[Voci del dataset]
********
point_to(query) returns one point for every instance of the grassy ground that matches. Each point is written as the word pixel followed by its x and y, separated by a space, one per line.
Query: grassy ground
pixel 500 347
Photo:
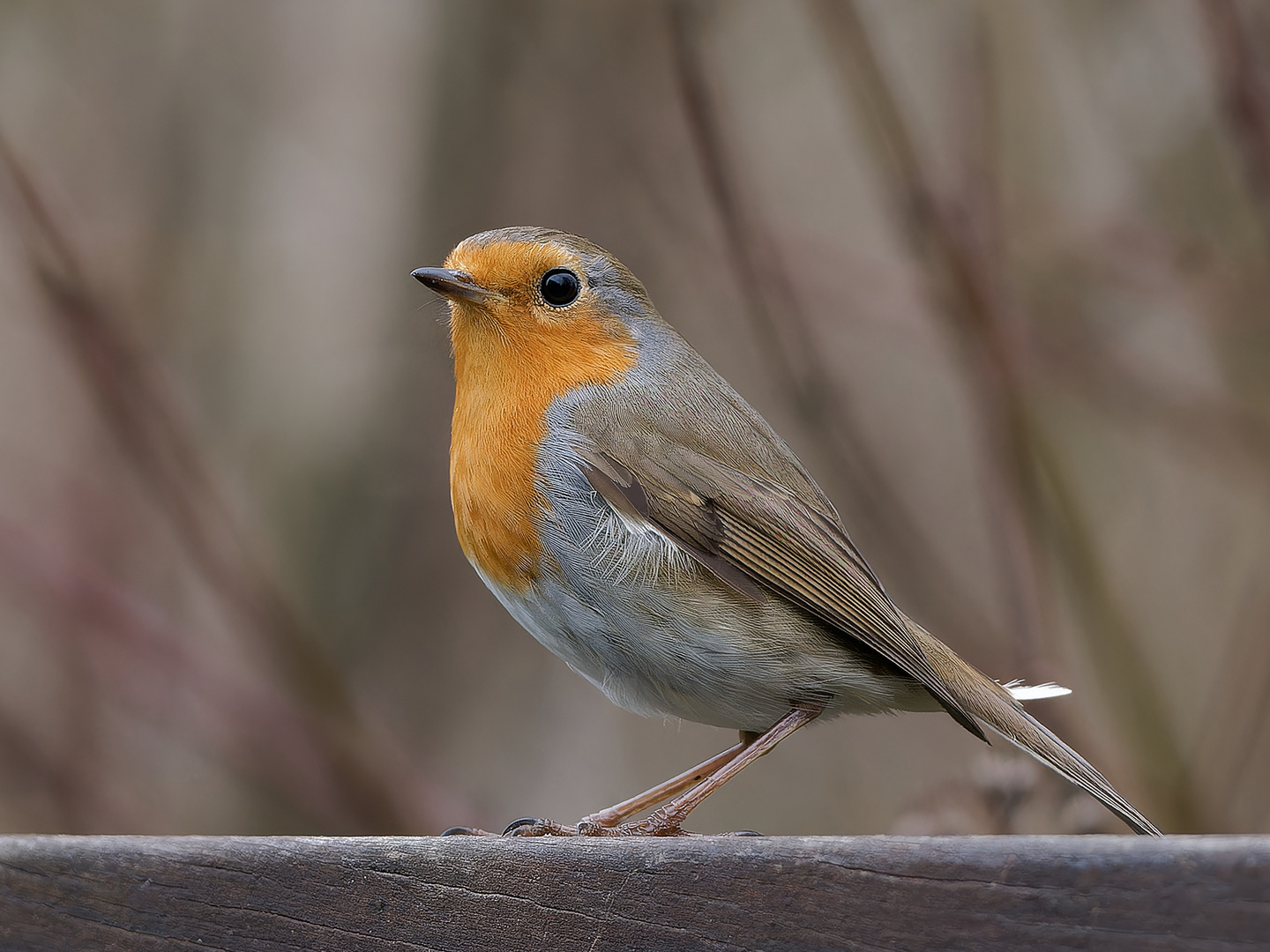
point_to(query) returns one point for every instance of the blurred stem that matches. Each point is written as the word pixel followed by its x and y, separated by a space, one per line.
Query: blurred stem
pixel 791 352
pixel 1244 97
pixel 983 316
pixel 131 394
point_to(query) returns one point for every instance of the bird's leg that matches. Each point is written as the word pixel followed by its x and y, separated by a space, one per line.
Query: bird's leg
pixel 667 822
pixel 614 815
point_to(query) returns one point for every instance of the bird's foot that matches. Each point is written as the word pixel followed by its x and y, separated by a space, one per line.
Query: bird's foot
pixel 467 831
pixel 655 824
pixel 531 827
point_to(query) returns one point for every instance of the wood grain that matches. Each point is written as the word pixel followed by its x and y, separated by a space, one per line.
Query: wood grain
pixel 780 893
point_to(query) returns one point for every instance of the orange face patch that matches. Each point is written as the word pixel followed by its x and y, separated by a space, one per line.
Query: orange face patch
pixel 513 355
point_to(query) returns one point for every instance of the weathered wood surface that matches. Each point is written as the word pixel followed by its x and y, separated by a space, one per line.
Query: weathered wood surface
pixel 866 893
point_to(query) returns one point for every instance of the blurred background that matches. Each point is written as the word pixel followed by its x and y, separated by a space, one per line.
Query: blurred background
pixel 1000 273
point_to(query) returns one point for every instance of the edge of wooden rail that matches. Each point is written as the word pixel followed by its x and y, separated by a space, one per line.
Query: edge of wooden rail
pixel 716 893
********
COMPITO
Riscrivi per intero le voci a partire dalla riga che contiene "of the orange" e fino alla fine delle voci, comprese la riga iniziale e le istruzioni con le query. Aumenta di 93 ogni coordinata in pixel delle risposte e lascia invariato tutto il resto.

RISULTATO DEL COMPITO
point_to(query) returns one point for every instance of the orange face patch that matches. Each point is written as the word pixel followed by its x and y, separated by a space, one per line.
Query: orange face patch
pixel 606 448
point_to(query) returns one point for every instance of the weathered wood surface that matches. Each point is written as the word pixel followed by its x and y, separated by a space, one per line.
Query: weathered wood surface
pixel 959 986
point_to(query) returns one point for every instance of the blurred background that matches. Each point is written as the word pixel followed by its x and y, separated by a space, one per line.
Query: blurred background
pixel 1093 366
point_to(query) returns one point for every instance of the edge of wooden rail that matches. Each point is written as the word pixel followed by its x and y, separated by a space, one per line.
Query: edge of wooden rail
pixel 809 986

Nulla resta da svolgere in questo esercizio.